---------- DATA SHOWN

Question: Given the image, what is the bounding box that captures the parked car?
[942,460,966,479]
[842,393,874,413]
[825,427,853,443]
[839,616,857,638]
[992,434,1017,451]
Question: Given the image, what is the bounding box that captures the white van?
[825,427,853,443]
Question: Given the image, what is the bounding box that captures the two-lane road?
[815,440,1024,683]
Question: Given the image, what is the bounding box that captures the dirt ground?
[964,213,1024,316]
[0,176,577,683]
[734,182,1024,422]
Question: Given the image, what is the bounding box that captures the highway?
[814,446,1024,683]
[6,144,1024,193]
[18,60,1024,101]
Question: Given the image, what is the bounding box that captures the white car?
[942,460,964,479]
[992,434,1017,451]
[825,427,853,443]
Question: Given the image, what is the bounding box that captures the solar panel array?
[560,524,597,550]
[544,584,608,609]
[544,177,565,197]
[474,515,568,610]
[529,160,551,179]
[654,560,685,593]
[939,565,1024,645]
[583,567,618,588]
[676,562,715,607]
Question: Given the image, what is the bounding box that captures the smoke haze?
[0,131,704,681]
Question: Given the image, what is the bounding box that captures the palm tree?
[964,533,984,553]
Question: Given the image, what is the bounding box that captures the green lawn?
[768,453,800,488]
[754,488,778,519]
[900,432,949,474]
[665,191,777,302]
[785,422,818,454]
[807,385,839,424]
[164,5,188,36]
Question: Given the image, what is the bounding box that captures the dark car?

--------------------

■ INSTRUCTION:
Copy out the entries from the line with "the smoke haze?" up to and including the last line of the entries, keeping the requests. Multiply every bounding box coordinate in the answers by 0.2 and round each result to a whole number, with halves rounded up.

■ TASK OUTPUT:
Question: Given the image, what is the bounding box that captures the smoke haze?
[0,26,141,136]
Question: Given the image, what is the bounding box that captures the palm tree?
[193,107,197,111]
Question: Given the image, what is the bounding box that captures the green lawn?
[154,91,160,98]
[151,98,156,104]
[180,86,190,95]
[133,38,155,60]
[157,84,164,91]
[161,77,168,85]
[33,1,38,7]
Question: Given the image, what is the bounding box that captures the dark car?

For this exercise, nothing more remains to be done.